**Data shown**
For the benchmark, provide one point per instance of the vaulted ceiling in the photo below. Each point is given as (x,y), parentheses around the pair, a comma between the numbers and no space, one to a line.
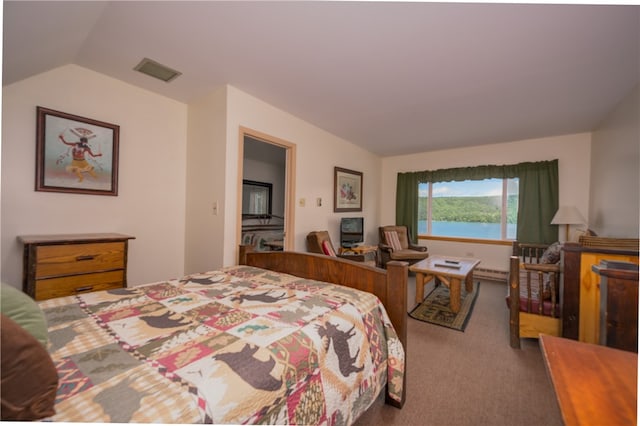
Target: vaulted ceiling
(392,77)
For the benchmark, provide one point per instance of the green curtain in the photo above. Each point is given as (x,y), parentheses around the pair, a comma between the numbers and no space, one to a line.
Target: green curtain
(537,200)
(407,203)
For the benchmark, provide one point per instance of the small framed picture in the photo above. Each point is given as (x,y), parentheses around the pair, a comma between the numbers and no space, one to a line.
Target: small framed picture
(347,190)
(76,154)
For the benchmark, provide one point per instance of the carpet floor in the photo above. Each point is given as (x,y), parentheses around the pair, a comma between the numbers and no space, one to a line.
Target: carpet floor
(436,307)
(471,378)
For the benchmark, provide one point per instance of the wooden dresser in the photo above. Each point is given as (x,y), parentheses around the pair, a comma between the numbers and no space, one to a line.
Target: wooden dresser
(581,293)
(64,265)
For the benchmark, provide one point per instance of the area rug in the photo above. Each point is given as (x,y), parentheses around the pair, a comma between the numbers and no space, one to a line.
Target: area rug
(435,308)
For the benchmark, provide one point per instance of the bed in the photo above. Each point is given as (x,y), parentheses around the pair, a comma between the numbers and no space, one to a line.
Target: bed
(282,337)
(534,283)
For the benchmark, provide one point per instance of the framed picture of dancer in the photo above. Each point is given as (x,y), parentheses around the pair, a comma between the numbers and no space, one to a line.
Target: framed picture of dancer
(347,190)
(76,154)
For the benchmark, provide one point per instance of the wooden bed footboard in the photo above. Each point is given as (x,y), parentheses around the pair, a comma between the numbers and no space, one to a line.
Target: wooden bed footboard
(390,285)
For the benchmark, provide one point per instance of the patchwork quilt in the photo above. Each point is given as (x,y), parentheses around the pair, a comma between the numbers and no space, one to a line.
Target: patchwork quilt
(241,345)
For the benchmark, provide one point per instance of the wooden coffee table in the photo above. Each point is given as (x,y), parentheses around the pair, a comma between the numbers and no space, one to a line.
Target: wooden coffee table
(594,384)
(451,271)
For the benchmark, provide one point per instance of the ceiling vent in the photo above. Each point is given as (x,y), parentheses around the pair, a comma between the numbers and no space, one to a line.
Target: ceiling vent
(154,69)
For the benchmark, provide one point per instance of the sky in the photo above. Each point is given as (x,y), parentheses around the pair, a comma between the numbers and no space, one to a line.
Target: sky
(488,187)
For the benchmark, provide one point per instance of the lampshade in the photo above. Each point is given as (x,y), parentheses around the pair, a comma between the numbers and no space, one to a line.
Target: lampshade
(568,215)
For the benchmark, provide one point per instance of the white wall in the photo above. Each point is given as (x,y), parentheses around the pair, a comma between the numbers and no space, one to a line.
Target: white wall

**Stated problem**
Can you reproduce all of the records above word for word, leaving the pictures out?

**Written answer**
For the benchmark, provide one point per instance of the vaulted ceiling in the photo below. Each point is given as (x,y), parentheses around the pair, a comma between the numbers and no space, one to a line.
Target: vaulted ceiling
(392,77)
For the benchmark, provide one point per instance of the green curtain in the photo above. Each point is given as (x,y), parentheses around the pair, a comma between the numbers and no space, one to a line.
Target: green curtain
(537,200)
(407,203)
For the benchmark, provide one point per instance of the small framed picture in the photo above. Each point is given as (x,y), parentheses around the pair, a comma between the numbers and no space, one to a line.
Target: small framed picture
(347,190)
(76,154)
For the benchmark, provide one point per instance of the carpet floor in the photo above. Each point is given as (x,y), parentheses around the pair, a comma between the numbers and no space, one to a line.
Target: carpet floor
(436,307)
(471,378)
For the benchmark, provide one point per instance of the wooden dresser in the photo above. Each point is given as (x,y), parentheses around the pair, a comma between the numbers and no space, one to a line.
Target: wooden dresser
(581,293)
(64,265)
For the benchmark, provide one point per instance of the area rug in the photo above. Each point is given as (x,y), parentheses around the pair, a comma between the numbers and no space, one to a line.
Target: area rug
(435,308)
For the benchmark, provide one point per instance of the bed in the photo above. Each point is given as (x,y), parentheses around the pair, a comma between the numbers and no space, one to a line.
Target: bed
(282,337)
(534,283)
For the benchmark, provide one point per instance of the framed picture of dancer in the photo above. Each point is given as (x,y), parentheses around the pair, a comma between the numbers and no space, one to a line.
Target: framed picture of dancer
(347,190)
(76,154)
For the benchmark, provide one point per instance of the wooden bed footboard in the photo above. Each point is given as (x,y), parentheses around the pair, a comma between the numbers and no space, one to a line.
Target: wooden bed footboard
(390,285)
For the benchmark, provide one point per instance of the patchwork quilt in the photo above. Each point is given as (x,y), parentheses around the pair, a comma between the numbers and no space, one to a line.
Target: patchwork quilt
(241,345)
For the benchmark, provide one point per instance of the wooden coffee table in the photo above. Each point is given as (x,y), parentheses around the pair, a comma between the numbers and no space, one to a line.
Target: wooden coffee table
(594,384)
(451,271)
For the benchmark, provide one point per instance of the ceiling vent in the photo above. Each point is given as (x,y), parentheses around the pair, a comma between the numbers and no space, one to a line.
Target: ceiling vent
(154,69)
For the benchmark, provide one point per instance of the sky in the photo above. Each point is given as (x,y), parentheses around the pair, a comma between the numbers and no space, one to a line.
Target: sky
(488,187)
For the benchmark, provide one point per instance of the lampshade in the photo above. Each point is given as (x,y), parentheses around the pair, a comma between the numbers and no space, one to a line.
Target: lampshade
(568,215)
For the benchmark, provide one point per instance of the white wall in the photo above. Each point is given as (x,y), parentheses around the pair, a comma between the numbers and no space, one to a line.
Target: white wall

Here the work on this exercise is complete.